## [Exercise directions]
Please count the lines in the entries below that contain the word "yellow". Reply with the number alone.

Entries from a point annotation set:
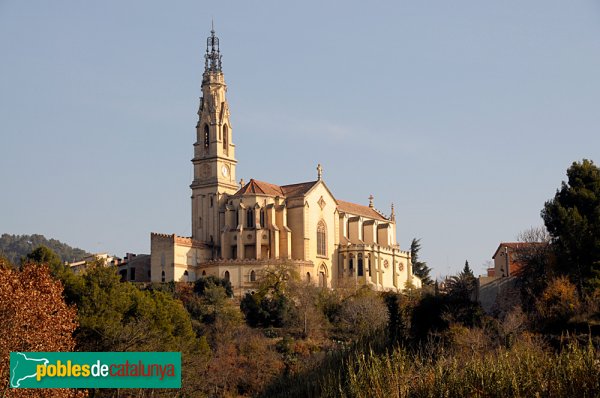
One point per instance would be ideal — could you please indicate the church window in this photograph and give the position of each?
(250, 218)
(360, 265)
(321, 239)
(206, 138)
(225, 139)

==

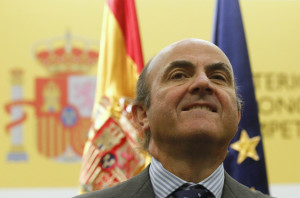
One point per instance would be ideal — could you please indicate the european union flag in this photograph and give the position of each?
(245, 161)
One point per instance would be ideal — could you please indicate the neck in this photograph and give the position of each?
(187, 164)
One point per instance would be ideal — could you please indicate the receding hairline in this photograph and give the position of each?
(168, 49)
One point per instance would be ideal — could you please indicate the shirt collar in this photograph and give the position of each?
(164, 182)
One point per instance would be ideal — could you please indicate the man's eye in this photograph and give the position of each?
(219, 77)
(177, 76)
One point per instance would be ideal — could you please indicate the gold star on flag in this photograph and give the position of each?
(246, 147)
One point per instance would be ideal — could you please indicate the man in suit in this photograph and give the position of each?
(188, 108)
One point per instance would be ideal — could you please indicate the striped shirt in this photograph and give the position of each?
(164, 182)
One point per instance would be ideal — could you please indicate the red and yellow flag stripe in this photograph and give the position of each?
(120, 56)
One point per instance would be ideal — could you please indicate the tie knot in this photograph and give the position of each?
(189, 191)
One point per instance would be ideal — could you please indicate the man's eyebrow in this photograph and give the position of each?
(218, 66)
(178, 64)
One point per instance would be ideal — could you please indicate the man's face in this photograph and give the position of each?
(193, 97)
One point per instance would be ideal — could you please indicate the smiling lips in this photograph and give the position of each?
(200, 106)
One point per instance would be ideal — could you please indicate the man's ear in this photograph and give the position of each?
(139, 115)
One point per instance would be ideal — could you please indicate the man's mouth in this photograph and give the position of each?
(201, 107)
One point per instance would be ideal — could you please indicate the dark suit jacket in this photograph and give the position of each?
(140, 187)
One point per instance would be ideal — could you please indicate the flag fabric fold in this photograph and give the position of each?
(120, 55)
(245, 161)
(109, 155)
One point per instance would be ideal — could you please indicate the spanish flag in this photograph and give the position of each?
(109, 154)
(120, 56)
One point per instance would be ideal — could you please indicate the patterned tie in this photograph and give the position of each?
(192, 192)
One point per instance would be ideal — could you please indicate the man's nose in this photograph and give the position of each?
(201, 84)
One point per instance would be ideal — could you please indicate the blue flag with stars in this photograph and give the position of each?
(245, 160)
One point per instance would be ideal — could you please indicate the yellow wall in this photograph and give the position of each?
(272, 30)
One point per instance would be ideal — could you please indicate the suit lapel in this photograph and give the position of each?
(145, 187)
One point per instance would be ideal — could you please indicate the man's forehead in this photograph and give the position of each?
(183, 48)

## [The output]
2